>> start

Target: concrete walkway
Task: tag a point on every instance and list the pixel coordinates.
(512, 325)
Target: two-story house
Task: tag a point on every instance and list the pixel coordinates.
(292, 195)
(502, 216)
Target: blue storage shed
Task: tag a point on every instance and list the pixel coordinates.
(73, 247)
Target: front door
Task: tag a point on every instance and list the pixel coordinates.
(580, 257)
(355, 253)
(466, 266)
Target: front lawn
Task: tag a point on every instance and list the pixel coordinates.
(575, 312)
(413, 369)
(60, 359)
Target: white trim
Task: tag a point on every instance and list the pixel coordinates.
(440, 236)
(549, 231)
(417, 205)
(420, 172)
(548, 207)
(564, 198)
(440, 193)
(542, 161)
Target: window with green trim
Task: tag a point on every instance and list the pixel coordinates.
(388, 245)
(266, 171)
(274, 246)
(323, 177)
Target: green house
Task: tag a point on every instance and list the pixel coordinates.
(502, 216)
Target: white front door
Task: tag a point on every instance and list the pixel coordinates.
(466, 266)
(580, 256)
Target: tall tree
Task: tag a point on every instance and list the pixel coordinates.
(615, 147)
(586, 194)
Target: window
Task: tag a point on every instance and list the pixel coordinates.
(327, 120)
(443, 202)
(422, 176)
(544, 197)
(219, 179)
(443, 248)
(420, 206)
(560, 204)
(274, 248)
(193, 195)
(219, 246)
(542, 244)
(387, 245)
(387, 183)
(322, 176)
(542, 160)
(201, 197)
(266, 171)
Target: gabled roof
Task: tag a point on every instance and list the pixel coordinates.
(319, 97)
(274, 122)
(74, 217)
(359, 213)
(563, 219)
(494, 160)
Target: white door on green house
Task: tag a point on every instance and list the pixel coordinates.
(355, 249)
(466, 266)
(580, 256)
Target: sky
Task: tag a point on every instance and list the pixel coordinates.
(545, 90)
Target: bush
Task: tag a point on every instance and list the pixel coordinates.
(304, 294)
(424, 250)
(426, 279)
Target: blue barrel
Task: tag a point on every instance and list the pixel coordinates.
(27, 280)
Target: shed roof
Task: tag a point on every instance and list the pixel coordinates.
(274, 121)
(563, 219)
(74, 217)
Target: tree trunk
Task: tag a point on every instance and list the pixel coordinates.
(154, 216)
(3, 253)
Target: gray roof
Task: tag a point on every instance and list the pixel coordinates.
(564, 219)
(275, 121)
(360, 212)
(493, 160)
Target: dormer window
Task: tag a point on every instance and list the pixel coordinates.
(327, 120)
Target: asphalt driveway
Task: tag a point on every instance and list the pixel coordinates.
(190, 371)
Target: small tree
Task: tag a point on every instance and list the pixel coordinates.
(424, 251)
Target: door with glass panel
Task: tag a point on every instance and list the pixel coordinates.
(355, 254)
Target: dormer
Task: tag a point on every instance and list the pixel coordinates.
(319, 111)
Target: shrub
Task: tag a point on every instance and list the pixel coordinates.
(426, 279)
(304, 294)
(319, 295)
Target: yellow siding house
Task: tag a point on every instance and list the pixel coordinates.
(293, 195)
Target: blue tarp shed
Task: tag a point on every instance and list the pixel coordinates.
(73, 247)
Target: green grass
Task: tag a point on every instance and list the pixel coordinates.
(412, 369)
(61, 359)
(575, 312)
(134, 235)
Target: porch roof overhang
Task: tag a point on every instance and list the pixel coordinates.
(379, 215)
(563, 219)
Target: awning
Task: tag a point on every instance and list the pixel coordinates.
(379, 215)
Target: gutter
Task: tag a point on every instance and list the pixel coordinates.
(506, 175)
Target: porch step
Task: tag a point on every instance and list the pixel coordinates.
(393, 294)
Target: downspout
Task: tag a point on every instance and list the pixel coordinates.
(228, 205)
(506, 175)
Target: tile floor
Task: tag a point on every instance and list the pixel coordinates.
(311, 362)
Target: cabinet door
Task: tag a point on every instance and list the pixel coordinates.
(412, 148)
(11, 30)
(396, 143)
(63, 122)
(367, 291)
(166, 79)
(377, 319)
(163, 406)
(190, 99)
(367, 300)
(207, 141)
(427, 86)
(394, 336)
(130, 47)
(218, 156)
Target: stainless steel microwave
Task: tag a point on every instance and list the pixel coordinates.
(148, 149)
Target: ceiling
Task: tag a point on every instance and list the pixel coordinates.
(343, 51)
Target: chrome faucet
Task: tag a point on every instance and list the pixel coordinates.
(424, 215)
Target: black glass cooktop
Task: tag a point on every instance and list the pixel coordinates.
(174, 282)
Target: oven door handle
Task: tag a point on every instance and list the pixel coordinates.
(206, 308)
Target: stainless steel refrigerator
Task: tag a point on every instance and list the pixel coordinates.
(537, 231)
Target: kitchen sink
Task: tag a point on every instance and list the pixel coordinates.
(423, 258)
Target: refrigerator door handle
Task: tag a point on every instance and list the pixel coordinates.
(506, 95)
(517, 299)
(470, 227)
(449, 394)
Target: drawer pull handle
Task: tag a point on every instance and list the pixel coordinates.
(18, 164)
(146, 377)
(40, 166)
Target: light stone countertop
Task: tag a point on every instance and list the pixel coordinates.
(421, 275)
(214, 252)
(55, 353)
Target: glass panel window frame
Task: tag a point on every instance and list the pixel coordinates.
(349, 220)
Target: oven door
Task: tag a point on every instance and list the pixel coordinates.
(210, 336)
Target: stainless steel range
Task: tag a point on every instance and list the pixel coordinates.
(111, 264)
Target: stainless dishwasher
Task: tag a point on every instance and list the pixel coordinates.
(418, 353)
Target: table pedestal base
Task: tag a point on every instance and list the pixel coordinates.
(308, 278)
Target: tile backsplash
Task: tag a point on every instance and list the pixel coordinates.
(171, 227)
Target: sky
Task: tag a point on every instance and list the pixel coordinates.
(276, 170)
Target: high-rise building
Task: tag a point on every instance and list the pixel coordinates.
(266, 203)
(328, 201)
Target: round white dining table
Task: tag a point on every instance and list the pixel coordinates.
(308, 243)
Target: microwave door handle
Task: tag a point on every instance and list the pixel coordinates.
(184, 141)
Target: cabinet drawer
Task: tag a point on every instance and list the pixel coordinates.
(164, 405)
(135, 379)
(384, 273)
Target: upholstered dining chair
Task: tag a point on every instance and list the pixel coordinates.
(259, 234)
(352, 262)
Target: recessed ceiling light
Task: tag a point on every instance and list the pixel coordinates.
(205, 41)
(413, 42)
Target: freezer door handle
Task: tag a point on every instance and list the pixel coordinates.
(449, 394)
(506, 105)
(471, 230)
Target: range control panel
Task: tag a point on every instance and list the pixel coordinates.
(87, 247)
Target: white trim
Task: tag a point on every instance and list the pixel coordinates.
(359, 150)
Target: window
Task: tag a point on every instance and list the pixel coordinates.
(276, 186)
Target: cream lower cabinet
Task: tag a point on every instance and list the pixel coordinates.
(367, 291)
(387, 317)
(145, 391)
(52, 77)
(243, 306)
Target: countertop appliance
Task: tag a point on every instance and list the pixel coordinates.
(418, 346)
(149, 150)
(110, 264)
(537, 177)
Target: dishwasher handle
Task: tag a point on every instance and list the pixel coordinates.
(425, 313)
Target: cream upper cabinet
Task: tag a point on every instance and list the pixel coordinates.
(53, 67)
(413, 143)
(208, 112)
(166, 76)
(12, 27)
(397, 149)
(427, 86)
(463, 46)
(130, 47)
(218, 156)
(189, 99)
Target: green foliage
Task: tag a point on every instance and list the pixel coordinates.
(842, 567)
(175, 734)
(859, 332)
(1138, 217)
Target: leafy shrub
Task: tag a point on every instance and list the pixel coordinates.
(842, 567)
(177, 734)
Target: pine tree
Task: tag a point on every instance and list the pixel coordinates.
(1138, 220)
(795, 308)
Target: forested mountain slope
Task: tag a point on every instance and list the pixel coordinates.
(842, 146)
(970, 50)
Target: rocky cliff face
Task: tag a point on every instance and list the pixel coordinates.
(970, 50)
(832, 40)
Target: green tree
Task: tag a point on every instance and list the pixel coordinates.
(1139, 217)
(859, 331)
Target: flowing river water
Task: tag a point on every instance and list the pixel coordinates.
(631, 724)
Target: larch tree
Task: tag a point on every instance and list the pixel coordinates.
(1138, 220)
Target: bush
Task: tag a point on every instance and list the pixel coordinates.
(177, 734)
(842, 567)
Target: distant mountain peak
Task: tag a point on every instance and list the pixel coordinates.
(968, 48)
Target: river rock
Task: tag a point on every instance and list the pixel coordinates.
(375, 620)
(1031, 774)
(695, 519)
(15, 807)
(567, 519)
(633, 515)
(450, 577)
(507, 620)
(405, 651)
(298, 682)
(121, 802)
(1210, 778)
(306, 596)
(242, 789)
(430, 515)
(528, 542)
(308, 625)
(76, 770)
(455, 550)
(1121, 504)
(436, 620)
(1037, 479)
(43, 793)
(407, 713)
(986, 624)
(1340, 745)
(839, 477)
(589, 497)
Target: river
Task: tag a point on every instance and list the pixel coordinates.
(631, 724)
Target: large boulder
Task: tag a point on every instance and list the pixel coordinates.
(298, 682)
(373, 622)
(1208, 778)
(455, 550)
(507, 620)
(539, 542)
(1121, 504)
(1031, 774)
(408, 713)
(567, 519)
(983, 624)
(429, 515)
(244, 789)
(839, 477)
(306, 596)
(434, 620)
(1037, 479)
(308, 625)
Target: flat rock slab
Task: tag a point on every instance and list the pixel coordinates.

>> end

Write out only the final block of lines, starting at the line with "Target: large boulder" and running to the end of the material.

Solution to this problem
Target: large boulder
Task: tag a point on every instance and list the pixel coordinates.
(298, 682)
(373, 622)
(1208, 778)
(455, 550)
(507, 620)
(539, 542)
(1121, 504)
(1031, 774)
(408, 713)
(567, 519)
(983, 624)
(429, 515)
(244, 789)
(839, 477)
(306, 596)
(434, 620)
(1037, 479)
(308, 625)
Target: flat rock slab
Task: tag a point on every instance and list the pixel coordinates.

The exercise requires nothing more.